- [EXERCISE GOAL] The listing below should be written out exactly; please include all of it.

- [INPUT MATERIAL]
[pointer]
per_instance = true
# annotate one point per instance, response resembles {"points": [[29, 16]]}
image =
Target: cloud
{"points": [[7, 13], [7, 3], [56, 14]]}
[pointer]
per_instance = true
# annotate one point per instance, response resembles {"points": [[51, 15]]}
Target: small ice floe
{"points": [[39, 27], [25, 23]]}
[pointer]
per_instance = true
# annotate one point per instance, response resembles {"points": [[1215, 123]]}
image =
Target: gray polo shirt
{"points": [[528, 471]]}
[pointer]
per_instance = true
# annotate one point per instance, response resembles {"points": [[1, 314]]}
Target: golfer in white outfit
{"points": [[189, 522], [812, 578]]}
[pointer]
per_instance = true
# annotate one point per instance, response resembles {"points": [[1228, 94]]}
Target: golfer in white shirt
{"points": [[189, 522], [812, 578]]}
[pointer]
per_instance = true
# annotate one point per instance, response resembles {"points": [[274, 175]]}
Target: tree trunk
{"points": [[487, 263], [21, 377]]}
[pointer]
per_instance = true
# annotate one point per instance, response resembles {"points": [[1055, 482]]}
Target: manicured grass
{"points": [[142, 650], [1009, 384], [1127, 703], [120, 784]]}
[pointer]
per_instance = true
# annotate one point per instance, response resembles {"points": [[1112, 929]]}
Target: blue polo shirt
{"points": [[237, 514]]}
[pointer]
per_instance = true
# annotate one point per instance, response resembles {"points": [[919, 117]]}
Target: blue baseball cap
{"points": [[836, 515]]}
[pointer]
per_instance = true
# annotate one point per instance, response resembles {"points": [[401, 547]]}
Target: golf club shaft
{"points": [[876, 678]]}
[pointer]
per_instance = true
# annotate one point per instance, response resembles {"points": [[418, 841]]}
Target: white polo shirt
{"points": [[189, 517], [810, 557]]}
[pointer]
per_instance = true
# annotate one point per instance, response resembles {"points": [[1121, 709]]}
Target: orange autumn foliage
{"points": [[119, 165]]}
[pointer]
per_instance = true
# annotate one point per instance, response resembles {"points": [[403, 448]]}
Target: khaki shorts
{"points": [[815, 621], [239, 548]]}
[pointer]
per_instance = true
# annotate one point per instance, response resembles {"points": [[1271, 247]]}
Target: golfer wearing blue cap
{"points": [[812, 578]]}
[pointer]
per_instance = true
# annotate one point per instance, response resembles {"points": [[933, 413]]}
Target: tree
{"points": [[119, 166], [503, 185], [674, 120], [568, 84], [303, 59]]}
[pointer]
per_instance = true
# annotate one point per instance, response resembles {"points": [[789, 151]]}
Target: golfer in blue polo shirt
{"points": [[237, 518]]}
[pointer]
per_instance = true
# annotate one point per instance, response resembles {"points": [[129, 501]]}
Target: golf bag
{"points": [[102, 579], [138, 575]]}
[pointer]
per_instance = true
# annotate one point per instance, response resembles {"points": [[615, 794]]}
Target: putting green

- [RESULT]
[pointer]
per_instance = true
# annotate one point per instance, response resembles {"points": [[29, 16]]}
image =
Target: cloud
{"points": [[7, 13], [7, 3], [56, 14]]}
[pointer]
per_instance = true
# annotate one point per instance, response resembles {"points": [[51, 15]]}
Target: small ice floe
{"points": [[39, 27], [25, 23]]}
[pointer]
per_instance = true
# annotate one point per instance, response resembles {"points": [[1215, 123]]}
image =
Target: gray polo shirt
{"points": [[528, 471]]}
[pointer]
per_instance = true
# annotate one point per instance, response resembles {"points": [[1, 314]]}
Target: golfer in white outfit
{"points": [[189, 522], [812, 578]]}
[pointer]
per_instance = true
# annotate one point per instance, response resembles {"points": [[1228, 94]]}
Target: golfer in white shirt
{"points": [[189, 522], [812, 578]]}
[pointer]
per_instance = true
# annotate one point per instance, response resembles {"points": [[274, 175]]}
Target: tree trunk
{"points": [[487, 263], [21, 377]]}
[pointer]
per_instance = true
# annotate one point per instance, response resembles {"points": [[1055, 482]]}
Target: manicured grass
{"points": [[142, 650], [1009, 384], [1127, 703], [120, 784]]}
[pointer]
per_instance = true
# annotate one point per instance, response resembles {"points": [[1112, 929]]}
Target: blue polo shirt
{"points": [[237, 514]]}
[pointer]
per_instance = true
# annotate one point per instance, response resembles {"points": [[919, 117]]}
Target: blue baseball cap
{"points": [[836, 515]]}
[pointer]
per_instance = true
# annotate one point per instance, response resembles {"points": [[401, 547]]}
Target: golf club shaft
{"points": [[876, 678]]}
[pointer]
per_instance = true
# annotate one point per instance, response resembles {"points": [[418, 841]]}
Target: white polo shirt
{"points": [[189, 517], [810, 557]]}
[pointer]
per_instance = true
# annotate one point per instance, response resembles {"points": [[1121, 709]]}
Target: orange autumn foliage
{"points": [[119, 165]]}
[pointer]
per_instance = true
# annotate one point per instance, response resembles {"points": [[403, 448]]}
Target: khaki shorts
{"points": [[815, 621], [239, 548]]}
[pointer]
per_instance = true
# annotate one point per instance, response resembles {"points": [[1271, 247]]}
Target: golfer wearing blue cap
{"points": [[812, 578]]}
[pointer]
per_instance = true
# annotate one point per instance, response resembles {"points": [[933, 413]]}
Target: tree
{"points": [[119, 166], [503, 185], [674, 120], [568, 84], [303, 59]]}
[pointer]
per_instance = true
# annotate one point per instance, response resembles {"points": [[789, 151]]}
Target: golfer in blue polo shirt
{"points": [[237, 518]]}
[pointer]
per_instance = true
# annotate one point per instance, response resembles {"points": [[129, 501]]}
Target: golf bag
{"points": [[102, 579], [138, 575]]}
[pointer]
per_instance = true
# annotate one point per instance, response resembles {"points": [[615, 794]]}
Target: putting green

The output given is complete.